Problem to work on: Can you rescale the material below by writing out every line again, requests included, with each coordinate in the answer paths multiplied by 0.45 and rounded to a whole number, halves rounding up?

Record set:
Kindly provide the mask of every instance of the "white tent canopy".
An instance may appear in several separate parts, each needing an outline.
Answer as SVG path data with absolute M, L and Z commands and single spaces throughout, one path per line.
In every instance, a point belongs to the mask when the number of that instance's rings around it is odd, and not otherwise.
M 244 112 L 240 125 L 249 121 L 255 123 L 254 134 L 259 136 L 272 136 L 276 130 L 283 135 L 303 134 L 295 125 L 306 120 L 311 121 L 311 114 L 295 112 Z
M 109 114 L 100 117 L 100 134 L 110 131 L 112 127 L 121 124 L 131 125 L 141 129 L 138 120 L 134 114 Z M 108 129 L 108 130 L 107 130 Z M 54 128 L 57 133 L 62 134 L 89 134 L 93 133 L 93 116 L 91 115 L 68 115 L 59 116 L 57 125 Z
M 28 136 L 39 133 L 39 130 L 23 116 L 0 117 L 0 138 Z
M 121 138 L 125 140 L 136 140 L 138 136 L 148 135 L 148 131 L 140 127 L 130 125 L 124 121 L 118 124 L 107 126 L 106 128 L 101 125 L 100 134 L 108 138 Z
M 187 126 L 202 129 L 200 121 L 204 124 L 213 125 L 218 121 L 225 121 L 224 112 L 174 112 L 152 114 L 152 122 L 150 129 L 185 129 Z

Complete response:
Kindly provide the mask of every instance of the "white tent canopy".
An instance may appear in several separate parts, each needing an outline.
Answer as SVG path data with absolute M, L and Z commands and single spaces throughout, one path per line.
In every instance, a point belongs to the mask when the number of that instance's rings around it is odd, and not otherwise.
M 110 50 L 108 56 L 112 54 L 115 55 L 114 60 L 117 61 L 122 61 L 124 59 L 127 61 L 136 60 L 133 56 L 138 54 L 140 54 L 140 51 L 133 50 Z
M 49 51 L 45 53 L 45 60 L 50 59 L 50 57 L 54 56 L 59 56 L 63 58 L 62 54 L 60 51 Z M 49 58 L 49 59 L 48 59 Z M 24 58 L 26 60 L 28 60 L 40 60 L 42 60 L 42 52 L 41 52 L 31 52 L 27 52 L 26 56 Z
M 13 61 L 18 60 L 18 59 L 10 52 L 0 53 L 0 62 Z
M 54 62 L 56 63 L 61 63 L 62 61 L 67 61 L 67 59 L 63 57 L 59 56 L 56 54 L 53 56 L 48 57 L 48 58 L 45 56 L 45 60 L 49 62 Z
M 84 57 L 91 58 L 90 54 L 92 56 L 96 56 L 98 54 L 101 54 L 101 50 L 78 50 L 68 51 L 68 55 L 68 58 L 83 58 Z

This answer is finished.